*Ваша задача*
Отфильтруйте приведенные ниже записи: перепишите каждую строку, в которой встречается слово «jersey».

***

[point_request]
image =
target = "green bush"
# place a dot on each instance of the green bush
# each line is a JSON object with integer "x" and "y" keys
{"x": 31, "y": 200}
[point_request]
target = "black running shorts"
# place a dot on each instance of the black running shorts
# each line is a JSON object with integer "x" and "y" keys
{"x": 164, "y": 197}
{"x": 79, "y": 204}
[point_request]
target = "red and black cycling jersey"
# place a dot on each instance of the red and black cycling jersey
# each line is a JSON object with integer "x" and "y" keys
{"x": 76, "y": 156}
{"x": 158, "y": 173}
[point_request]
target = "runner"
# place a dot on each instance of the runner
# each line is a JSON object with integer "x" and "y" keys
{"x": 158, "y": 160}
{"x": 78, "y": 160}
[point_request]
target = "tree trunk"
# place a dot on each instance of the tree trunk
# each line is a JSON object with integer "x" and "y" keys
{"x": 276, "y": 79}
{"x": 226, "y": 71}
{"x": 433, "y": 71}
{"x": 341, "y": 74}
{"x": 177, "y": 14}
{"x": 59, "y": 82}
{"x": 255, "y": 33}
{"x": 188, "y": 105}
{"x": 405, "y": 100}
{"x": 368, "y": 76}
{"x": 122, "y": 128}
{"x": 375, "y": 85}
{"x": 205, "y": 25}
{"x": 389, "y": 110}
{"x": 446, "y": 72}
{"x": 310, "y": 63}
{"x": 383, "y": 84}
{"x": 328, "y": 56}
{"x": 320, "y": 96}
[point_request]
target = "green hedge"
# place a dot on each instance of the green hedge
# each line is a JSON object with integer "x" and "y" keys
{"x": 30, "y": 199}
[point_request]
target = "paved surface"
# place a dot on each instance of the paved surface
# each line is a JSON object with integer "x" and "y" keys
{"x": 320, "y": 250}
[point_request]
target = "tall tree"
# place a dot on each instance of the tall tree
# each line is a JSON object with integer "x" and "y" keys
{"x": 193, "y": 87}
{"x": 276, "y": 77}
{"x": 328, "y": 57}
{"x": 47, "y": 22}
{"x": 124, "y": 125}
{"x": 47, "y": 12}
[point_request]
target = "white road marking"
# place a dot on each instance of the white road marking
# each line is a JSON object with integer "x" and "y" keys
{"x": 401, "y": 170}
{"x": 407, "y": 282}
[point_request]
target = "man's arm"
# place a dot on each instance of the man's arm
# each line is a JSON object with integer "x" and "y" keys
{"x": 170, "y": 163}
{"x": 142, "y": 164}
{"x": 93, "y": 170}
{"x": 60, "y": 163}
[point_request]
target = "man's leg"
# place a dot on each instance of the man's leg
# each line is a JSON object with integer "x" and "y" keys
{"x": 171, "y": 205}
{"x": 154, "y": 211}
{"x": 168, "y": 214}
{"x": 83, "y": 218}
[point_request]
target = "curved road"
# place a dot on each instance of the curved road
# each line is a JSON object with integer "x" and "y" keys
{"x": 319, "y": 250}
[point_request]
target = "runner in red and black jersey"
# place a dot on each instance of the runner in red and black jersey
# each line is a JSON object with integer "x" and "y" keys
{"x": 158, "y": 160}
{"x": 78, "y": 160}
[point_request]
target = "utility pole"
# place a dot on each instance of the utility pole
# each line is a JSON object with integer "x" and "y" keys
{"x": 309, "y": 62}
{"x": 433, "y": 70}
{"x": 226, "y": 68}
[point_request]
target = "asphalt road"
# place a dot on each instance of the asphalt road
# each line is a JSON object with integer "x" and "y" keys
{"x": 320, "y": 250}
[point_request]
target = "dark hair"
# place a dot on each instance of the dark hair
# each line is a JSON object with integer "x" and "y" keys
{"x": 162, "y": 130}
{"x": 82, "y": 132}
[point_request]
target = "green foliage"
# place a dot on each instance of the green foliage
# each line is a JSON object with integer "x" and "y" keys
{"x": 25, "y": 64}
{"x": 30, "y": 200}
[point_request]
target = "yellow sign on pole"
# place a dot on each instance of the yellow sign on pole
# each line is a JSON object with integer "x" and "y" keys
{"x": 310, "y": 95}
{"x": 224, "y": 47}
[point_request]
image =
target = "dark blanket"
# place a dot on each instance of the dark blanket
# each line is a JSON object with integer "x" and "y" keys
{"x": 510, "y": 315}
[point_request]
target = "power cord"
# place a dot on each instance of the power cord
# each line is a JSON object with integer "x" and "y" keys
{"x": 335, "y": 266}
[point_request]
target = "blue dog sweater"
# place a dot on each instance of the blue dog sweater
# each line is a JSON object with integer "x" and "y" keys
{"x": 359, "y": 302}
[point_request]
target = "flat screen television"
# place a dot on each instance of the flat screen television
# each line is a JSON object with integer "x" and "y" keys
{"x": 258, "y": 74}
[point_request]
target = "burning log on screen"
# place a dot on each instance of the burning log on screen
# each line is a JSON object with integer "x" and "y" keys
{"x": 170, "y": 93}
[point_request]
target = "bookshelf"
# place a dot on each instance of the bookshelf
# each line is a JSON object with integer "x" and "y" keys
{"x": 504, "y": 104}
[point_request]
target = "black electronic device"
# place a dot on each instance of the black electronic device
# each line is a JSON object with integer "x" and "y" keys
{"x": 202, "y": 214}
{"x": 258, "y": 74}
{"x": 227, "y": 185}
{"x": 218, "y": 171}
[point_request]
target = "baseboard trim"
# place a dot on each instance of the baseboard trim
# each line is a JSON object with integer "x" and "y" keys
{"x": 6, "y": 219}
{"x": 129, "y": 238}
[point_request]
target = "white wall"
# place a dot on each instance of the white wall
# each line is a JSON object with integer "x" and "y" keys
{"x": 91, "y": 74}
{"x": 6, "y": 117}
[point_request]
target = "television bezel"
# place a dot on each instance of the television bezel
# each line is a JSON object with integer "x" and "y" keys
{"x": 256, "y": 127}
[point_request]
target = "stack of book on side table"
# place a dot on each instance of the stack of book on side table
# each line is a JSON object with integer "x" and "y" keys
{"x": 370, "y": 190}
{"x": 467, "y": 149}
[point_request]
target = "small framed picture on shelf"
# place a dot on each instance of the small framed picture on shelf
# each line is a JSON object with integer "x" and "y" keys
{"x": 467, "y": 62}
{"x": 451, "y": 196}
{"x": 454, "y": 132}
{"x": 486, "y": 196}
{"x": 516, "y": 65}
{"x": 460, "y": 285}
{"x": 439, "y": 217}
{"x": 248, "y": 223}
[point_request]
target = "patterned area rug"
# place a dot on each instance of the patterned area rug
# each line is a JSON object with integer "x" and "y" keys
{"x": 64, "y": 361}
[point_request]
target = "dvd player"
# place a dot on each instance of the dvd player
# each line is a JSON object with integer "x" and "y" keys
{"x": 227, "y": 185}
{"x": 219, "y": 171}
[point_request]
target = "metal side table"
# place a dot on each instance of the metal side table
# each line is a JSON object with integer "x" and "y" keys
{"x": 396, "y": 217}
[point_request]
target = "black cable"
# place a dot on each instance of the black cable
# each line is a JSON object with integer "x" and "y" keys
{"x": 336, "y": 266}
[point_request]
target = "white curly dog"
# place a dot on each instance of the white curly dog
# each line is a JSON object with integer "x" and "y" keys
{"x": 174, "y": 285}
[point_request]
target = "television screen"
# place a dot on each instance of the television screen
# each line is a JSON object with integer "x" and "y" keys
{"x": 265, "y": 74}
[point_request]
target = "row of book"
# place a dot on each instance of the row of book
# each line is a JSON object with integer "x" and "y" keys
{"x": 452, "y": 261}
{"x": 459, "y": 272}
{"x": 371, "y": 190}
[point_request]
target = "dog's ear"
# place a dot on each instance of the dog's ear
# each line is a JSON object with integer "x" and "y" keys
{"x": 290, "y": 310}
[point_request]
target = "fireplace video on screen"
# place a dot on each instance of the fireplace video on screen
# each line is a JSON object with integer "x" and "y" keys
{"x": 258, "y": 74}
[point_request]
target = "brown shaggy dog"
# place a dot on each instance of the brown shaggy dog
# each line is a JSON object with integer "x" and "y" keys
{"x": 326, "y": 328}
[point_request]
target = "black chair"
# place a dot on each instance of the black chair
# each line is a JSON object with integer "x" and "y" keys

***

*Решение задачи*
target = "red and black cycling jersey"
# place a dot on each instance of the red and black cycling jersey
target = "runner in red and black jersey"
# place a dot on each instance of the runner in red and black jersey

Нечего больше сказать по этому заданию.